2 weeks ago we went with relatives to Kodiak. My daughter, her cousin, and the cousin’s grandfather were originally supposed to go visit my sisters-in-law at a rural village, but due to a wildfire, we had to change plans. So we decided to go to our boat on Kodiak.

Everything got off to a good start. My son and husband drove down to Anchorage while the rest of us flew to meet them there. Then we all drove the rest of the way to Homer where we were to catch the state ferry the next morning.

The ferry was delayed several hours arriving into Homer. Then we boarded and made our way up to the lounge. Since it was a day crossing, we had decided not to get a cabin. There’s a padded play area. I chose a bench nearby and kneeled on it to crawl to the far end. Unfortunately, the bench was not properly together and it collapsed!

I fell into the bench, landing with my left knee on he concrete deck under the bench. I was trapped like that in the bench for a few minutes while my friends came over and figured out the best way to extract me without hurting me more.

After getting me out, I sat in a nearby chair while ship’s personnel came to see what help I needed. One of the other passengers we had met while waiting to board was an EMT, so he came over to help as well.

Ice and pain killers were fetched. A large foam pad was found to prop my leg up on, which was actually very comfy considering the situation.  There I stayed for the next several hours. My husband brought lunch from the cafeteria. Then the purser offered a stateroom, which I accepted so I could lie down. I was getting stiff from sitting with my leg propped up. A wheelchair was brought and we were escorted to our large room. It was the handicap room so it has 4 bunks. Good thing considering there were 6 of us traveling together.

After a nap, I was wheeled to the cafeteria for dinner. Then another trip up to the lounge to prop my let up and sit awhile. Finally we all took a nap before arriving in Kodiak.

Once in Kodiak, I was to be the first one off. They wheeled me down the elevator to a handicap van which brought me off the ship. It was now around midnight so we decided to stay in a hotel for the night and see a doctor in the morning since I didn’t think anything was broken and not life threatening to need an ambulance that night.

The next few days were spent at the doctor and hospital getting x-rays and an MRI of my knee. It wasn’t much of a vacation for me. The kids were kept busy by my husband and the other girl’s grandfather. The went for drives and he even took them on a flightseeing tour.

Turned out I was right. Nothing was broken or torn. However, it looked like the kneecap was slammed downward onto the fibia bone, causing cartilage damage. The doctor said I had all the symptoms associated with a broken knee except actual broken bone. He went on to say that is among the most painful injuries a person can have. Oh, goody, lucky me!

Then there was the flight home. First, even though we all had tickets, we were told we couldn’t board because the flight was overbooked so my kids didn’t have seats. We had to wait and see if people didn’t show up. Finally, we were told we could board since check-in was now closed.

Going through security was very painful. I was on crutches so had to do a pat down. I took a pain pill but it hadn’t taken affect yet.  I told her I had a broken knee and to be very careful. Needless to say she felt all around my brace from every direction, which hurt a lot. Then took a swab thing and ran that all around it too.

> [Problems and tasks]:
1 > Copy out the Kodiak trip account word for word, beginning at the words "The ferry was" and stopping after "hurting me more.".
2 > Carry the Kodiak trip account forward, writing what comes next after its last sentence.
The listing that comes next is separate material with no tie to the Kodiak trip account.

> [Material provided]:
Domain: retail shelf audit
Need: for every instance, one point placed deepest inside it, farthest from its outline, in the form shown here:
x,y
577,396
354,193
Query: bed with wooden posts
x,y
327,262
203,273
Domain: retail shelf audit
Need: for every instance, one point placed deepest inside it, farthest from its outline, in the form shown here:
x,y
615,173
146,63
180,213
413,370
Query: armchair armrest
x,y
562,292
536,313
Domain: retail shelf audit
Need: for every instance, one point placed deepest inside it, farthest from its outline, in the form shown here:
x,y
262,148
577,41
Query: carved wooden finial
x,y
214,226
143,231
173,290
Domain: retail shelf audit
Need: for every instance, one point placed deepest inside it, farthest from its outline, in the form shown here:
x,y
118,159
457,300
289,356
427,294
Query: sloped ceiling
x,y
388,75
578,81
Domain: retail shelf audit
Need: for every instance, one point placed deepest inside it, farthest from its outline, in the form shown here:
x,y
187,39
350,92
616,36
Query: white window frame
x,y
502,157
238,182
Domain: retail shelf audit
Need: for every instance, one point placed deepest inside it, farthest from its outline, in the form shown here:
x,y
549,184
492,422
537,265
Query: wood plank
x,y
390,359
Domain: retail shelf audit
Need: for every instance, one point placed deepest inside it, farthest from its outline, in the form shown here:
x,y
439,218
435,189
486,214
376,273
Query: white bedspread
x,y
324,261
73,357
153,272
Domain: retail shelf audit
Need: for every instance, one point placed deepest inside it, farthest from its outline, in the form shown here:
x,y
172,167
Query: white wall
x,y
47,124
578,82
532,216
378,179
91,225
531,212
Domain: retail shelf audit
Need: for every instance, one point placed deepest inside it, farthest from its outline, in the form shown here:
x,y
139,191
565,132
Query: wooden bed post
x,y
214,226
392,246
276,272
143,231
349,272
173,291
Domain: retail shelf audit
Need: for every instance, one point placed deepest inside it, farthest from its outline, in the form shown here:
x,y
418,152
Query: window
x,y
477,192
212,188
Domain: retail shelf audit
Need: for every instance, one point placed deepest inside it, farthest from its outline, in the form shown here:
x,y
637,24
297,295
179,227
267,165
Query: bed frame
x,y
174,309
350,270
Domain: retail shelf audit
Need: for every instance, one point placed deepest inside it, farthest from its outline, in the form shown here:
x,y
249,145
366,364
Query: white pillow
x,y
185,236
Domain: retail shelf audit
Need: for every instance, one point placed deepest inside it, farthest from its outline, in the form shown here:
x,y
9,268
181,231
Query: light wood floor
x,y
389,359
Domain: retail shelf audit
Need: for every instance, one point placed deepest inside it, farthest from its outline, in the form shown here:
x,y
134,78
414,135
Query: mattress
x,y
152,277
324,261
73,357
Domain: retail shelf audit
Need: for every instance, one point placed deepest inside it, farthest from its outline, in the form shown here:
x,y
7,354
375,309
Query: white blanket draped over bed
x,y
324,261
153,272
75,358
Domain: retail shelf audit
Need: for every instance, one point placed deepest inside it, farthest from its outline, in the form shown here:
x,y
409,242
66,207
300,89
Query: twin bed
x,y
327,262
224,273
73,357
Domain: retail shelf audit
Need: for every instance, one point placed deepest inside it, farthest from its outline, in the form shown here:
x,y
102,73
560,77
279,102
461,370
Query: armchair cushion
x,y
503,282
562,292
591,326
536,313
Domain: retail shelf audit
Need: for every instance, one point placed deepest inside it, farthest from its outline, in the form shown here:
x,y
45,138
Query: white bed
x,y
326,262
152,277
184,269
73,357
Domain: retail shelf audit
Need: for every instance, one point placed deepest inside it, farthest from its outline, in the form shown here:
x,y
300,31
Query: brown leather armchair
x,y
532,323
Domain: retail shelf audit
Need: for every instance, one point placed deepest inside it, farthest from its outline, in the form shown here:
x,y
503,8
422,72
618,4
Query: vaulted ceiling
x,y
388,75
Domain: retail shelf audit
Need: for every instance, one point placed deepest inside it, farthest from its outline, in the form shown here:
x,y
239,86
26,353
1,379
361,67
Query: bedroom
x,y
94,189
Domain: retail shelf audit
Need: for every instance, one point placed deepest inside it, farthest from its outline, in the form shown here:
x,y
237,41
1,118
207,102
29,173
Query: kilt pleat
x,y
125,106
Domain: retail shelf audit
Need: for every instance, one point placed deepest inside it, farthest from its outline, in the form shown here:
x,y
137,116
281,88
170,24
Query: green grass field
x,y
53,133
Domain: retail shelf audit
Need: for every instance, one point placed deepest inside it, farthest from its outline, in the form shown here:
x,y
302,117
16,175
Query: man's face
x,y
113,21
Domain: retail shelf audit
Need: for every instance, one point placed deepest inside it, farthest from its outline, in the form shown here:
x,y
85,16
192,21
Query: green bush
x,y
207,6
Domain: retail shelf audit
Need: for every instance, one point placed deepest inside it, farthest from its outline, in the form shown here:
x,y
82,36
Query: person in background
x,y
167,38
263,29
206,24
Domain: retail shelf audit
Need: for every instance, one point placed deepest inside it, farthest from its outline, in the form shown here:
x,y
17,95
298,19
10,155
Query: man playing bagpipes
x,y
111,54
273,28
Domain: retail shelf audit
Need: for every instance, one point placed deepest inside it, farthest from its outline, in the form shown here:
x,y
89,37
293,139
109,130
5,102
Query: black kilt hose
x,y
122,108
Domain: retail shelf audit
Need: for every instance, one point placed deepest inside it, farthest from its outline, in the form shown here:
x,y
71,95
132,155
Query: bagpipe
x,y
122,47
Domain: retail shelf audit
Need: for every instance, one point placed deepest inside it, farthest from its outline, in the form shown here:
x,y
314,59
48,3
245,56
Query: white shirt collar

> [Answers for each item]:
1 >
The ferry was delayed several hours arriving into Homer. Then we boarded and made our way up to the lounge. Since it was a day crossing, we had decided not to get a cabin. There’s a padded play area. I chose a bench nearby and kneeled on it to crawl to the far end. Unfortunately, the bench was not properly together and it collapsed!

I fell into the bench, landing with my left knee on he concrete deck under the bench. I was trapped like that in the bench for a few minutes while my friends came over and figured out the best way to extract me without hurting me more.

2 >
By this time everyone else had boarded. You can clearly see security from the boarding door but the clerk made an announcement paging us to hurry and board rather than simply asking if we were the people she was needing to board. That was embarrassing!

Next came the stairs. It was a combi plane which means boarding through the rear of the plane after going up some steep stairs. I was in tears from pain (and I have a very high pain tolerance) before even halfway up them. Finally once on, the flight attendant gave me a bag of ice for my knee and we were on our way.

In Anchorage, a lift truck met the plane where me and an elderly couple were taken off in wheelchairs, presumably headed for the elevator. The lift truck had some problems and the operator jerked it several times trying to lower the platform to the ground. Once inside the building, there was only 1 agent. I was left alone in that entry room stairwell area about 5-10 minutes while the couple were taken upstairs. The door to the elevator part of the terminal had no doorstop. When it was my turn, she banged the wheelchair around trying to maneuver and keep the door open at the same time.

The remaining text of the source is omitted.